▸ GIVEN REQUEST: Find the line containing "of the sparrow", then return it and every line after it through the end of the records, exactly. Leave out pictures.

# start of SOURCE MATERIAL

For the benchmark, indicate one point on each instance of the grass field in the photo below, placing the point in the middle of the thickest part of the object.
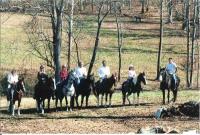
(116, 119)
(140, 46)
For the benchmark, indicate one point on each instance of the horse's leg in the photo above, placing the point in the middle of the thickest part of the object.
(77, 100)
(82, 99)
(71, 103)
(175, 95)
(97, 100)
(106, 99)
(19, 101)
(87, 97)
(43, 105)
(123, 98)
(49, 103)
(168, 95)
(66, 103)
(56, 104)
(60, 104)
(102, 99)
(110, 101)
(138, 99)
(134, 99)
(128, 94)
(163, 91)
(13, 108)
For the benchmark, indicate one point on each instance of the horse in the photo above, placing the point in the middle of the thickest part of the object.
(44, 90)
(105, 87)
(167, 82)
(84, 89)
(66, 89)
(128, 87)
(15, 93)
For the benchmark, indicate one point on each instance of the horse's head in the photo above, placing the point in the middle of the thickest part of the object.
(114, 79)
(142, 78)
(51, 83)
(162, 74)
(20, 85)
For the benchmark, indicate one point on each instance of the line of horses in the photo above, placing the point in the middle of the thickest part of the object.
(69, 89)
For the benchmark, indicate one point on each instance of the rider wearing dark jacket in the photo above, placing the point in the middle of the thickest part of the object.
(42, 78)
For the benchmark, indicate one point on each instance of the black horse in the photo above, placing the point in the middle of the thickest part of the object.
(167, 82)
(128, 87)
(84, 89)
(105, 87)
(15, 93)
(44, 90)
(66, 89)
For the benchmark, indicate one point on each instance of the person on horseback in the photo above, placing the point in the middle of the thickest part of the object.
(63, 73)
(132, 74)
(103, 71)
(12, 80)
(42, 78)
(80, 72)
(171, 69)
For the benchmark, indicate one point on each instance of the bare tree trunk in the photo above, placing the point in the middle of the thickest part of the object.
(161, 39)
(100, 20)
(198, 64)
(188, 45)
(198, 50)
(119, 38)
(56, 19)
(170, 11)
(184, 24)
(143, 5)
(193, 40)
(70, 35)
(147, 5)
(77, 52)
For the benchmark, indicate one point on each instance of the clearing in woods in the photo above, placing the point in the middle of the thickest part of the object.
(117, 119)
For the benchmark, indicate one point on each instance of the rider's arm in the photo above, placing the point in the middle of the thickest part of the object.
(9, 78)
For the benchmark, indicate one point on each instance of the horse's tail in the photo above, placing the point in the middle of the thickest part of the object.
(94, 90)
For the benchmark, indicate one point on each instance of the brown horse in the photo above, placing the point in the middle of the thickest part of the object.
(15, 93)
(44, 90)
(105, 87)
(168, 83)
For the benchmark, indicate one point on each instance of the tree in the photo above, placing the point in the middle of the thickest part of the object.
(100, 18)
(188, 44)
(161, 39)
(193, 42)
(119, 41)
(70, 34)
(170, 11)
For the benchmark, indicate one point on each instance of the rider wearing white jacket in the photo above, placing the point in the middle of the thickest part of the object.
(103, 71)
(80, 72)
(12, 78)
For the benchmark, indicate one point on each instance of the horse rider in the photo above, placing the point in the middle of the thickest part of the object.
(12, 80)
(171, 69)
(103, 71)
(63, 73)
(132, 74)
(80, 72)
(42, 78)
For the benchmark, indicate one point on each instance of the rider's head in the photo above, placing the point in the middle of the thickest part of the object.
(13, 71)
(41, 68)
(104, 63)
(170, 60)
(63, 66)
(131, 67)
(80, 64)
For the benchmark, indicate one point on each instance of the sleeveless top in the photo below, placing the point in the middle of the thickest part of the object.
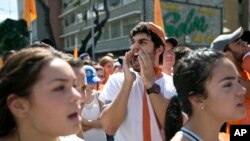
(92, 111)
(189, 134)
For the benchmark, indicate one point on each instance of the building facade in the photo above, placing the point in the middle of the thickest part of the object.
(194, 23)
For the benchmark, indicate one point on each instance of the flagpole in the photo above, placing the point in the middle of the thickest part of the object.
(30, 33)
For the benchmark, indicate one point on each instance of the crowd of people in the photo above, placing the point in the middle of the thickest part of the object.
(157, 91)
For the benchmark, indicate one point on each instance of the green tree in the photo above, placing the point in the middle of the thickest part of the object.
(14, 35)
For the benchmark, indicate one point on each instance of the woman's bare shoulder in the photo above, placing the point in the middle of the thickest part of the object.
(180, 137)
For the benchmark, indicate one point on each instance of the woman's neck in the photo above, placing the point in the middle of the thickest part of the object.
(29, 136)
(205, 129)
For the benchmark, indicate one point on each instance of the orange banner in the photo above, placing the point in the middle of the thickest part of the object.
(75, 52)
(29, 11)
(157, 14)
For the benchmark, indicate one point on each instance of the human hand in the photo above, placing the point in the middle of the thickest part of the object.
(147, 68)
(128, 74)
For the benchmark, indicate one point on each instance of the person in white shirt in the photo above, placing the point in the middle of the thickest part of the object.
(136, 100)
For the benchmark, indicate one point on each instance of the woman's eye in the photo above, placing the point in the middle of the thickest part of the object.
(228, 85)
(60, 88)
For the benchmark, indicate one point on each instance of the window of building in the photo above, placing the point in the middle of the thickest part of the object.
(115, 3)
(128, 24)
(67, 42)
(72, 41)
(105, 33)
(115, 30)
(72, 18)
(127, 1)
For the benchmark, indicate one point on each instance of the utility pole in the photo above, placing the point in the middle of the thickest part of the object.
(92, 29)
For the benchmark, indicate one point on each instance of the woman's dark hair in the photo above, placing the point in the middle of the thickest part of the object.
(190, 75)
(142, 28)
(181, 51)
(18, 75)
(8, 54)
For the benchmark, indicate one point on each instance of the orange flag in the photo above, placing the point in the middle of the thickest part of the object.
(157, 14)
(29, 11)
(75, 52)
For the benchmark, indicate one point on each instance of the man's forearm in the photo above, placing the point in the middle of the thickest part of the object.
(110, 119)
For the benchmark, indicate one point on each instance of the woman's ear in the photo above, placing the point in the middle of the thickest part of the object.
(18, 106)
(159, 50)
(197, 101)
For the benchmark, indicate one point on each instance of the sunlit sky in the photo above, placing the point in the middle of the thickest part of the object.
(8, 9)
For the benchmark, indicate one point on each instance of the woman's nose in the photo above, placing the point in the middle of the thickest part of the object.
(77, 96)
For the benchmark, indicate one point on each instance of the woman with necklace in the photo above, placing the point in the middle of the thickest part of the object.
(209, 92)
(38, 98)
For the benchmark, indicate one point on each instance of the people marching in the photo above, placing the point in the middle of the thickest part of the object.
(156, 91)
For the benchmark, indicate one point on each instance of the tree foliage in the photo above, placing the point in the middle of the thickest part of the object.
(14, 35)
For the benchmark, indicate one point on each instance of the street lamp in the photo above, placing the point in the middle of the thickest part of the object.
(92, 28)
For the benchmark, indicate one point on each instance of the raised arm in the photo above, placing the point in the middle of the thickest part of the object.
(110, 119)
(148, 76)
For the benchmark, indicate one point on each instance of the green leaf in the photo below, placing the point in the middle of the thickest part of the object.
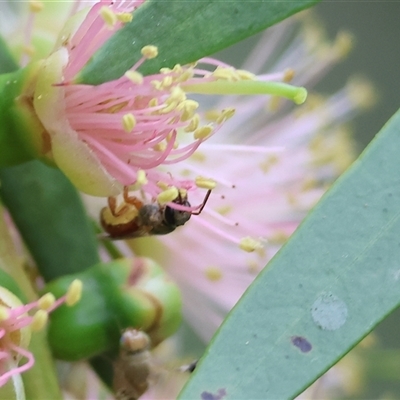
(50, 217)
(7, 62)
(327, 288)
(184, 31)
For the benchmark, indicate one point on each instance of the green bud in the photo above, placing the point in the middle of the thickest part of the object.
(116, 295)
(21, 133)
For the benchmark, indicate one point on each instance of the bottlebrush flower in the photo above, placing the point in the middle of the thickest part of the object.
(260, 192)
(16, 326)
(116, 134)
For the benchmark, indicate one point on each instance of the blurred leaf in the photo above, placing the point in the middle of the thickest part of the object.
(50, 217)
(184, 31)
(329, 286)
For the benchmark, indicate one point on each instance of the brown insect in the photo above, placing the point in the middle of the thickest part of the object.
(133, 367)
(137, 218)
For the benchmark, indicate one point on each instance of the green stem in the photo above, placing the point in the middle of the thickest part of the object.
(246, 87)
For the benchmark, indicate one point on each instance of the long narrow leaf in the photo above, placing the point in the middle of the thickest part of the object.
(184, 31)
(333, 282)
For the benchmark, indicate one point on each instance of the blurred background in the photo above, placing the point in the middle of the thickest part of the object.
(372, 370)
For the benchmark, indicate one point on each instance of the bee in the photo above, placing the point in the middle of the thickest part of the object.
(137, 218)
(133, 366)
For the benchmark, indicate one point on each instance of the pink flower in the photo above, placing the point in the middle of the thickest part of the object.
(16, 326)
(118, 133)
(262, 194)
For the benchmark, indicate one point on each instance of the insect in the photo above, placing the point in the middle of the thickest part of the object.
(132, 369)
(137, 218)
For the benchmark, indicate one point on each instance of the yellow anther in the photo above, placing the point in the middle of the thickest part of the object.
(225, 115)
(177, 69)
(165, 70)
(224, 210)
(362, 93)
(205, 183)
(35, 6)
(4, 313)
(39, 320)
(288, 74)
(212, 115)
(185, 76)
(250, 244)
(194, 123)
(278, 237)
(124, 17)
(149, 52)
(74, 292)
(203, 132)
(245, 75)
(177, 94)
(109, 17)
(162, 185)
(168, 195)
(168, 107)
(213, 274)
(156, 84)
(134, 77)
(166, 82)
(198, 156)
(128, 122)
(141, 180)
(46, 301)
(160, 146)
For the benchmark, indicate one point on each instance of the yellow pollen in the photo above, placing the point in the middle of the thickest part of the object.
(250, 244)
(225, 115)
(288, 74)
(149, 52)
(198, 156)
(165, 70)
(141, 180)
(30, 50)
(343, 43)
(224, 210)
(124, 17)
(39, 320)
(279, 237)
(128, 122)
(189, 107)
(109, 17)
(245, 75)
(205, 183)
(134, 77)
(153, 102)
(193, 124)
(203, 132)
(74, 292)
(156, 85)
(162, 185)
(35, 6)
(46, 301)
(4, 313)
(186, 75)
(168, 195)
(212, 115)
(213, 274)
(253, 267)
(177, 94)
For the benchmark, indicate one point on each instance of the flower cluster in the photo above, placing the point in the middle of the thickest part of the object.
(16, 326)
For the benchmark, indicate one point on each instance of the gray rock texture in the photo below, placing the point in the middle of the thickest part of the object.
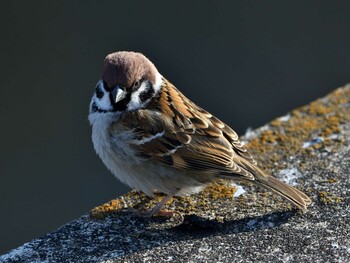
(308, 148)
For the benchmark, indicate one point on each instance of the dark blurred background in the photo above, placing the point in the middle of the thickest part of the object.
(245, 61)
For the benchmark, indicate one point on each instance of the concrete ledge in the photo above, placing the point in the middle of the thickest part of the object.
(309, 148)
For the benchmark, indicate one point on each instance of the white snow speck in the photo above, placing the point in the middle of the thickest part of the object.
(285, 117)
(312, 142)
(240, 190)
(289, 175)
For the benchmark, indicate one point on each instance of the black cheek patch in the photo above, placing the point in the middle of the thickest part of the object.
(99, 92)
(147, 93)
(121, 105)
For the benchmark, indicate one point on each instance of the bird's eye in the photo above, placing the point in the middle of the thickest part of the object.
(137, 84)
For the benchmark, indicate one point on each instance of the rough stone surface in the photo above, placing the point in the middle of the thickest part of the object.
(308, 148)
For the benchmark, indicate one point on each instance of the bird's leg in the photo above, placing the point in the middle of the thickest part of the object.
(156, 209)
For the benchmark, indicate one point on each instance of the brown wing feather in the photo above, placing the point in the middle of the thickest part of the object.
(193, 139)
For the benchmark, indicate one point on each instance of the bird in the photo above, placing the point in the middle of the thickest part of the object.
(156, 140)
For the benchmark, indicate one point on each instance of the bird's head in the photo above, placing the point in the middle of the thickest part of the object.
(129, 81)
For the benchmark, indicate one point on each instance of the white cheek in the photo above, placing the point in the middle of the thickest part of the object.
(104, 103)
(135, 98)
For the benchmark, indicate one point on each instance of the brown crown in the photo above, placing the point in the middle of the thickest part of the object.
(124, 68)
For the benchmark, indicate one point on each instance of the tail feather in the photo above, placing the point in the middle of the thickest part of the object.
(290, 193)
(293, 195)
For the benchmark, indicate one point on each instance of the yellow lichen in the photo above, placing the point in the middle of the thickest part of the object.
(329, 198)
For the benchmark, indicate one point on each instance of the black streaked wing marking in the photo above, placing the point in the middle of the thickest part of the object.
(99, 92)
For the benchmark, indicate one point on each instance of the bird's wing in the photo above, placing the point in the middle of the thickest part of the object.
(176, 132)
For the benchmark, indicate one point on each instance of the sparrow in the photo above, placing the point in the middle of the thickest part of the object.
(154, 139)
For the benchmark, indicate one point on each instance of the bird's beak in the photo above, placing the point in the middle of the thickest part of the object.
(118, 94)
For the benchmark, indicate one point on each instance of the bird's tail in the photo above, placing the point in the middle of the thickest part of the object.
(295, 196)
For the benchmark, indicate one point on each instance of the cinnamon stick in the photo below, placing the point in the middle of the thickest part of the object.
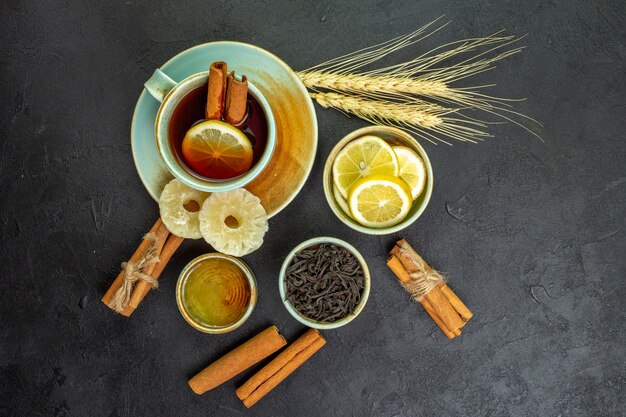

# end of SOURCE MATERIAL

▸ TASK SOLUTION:
For the benchmark, indicate one point on each instance of the sparrow in the photo above, placing the point in the middle of the thickest part of the object.
(154, 139)
For the benchmark, indicate one point on each instance of the bird's beak in the photo above, placing the point in the middle of the thickest part of the object.
(118, 94)
For the benchmark, indicate one point on each instance of the bird's tail in the photo above, placing the point in the middle of the thickest part of the object.
(295, 196)
For the benchmark, indicate one point on each instance of the cinnamon stick in the photo below, placing the point in the middle of the thickest part of the object.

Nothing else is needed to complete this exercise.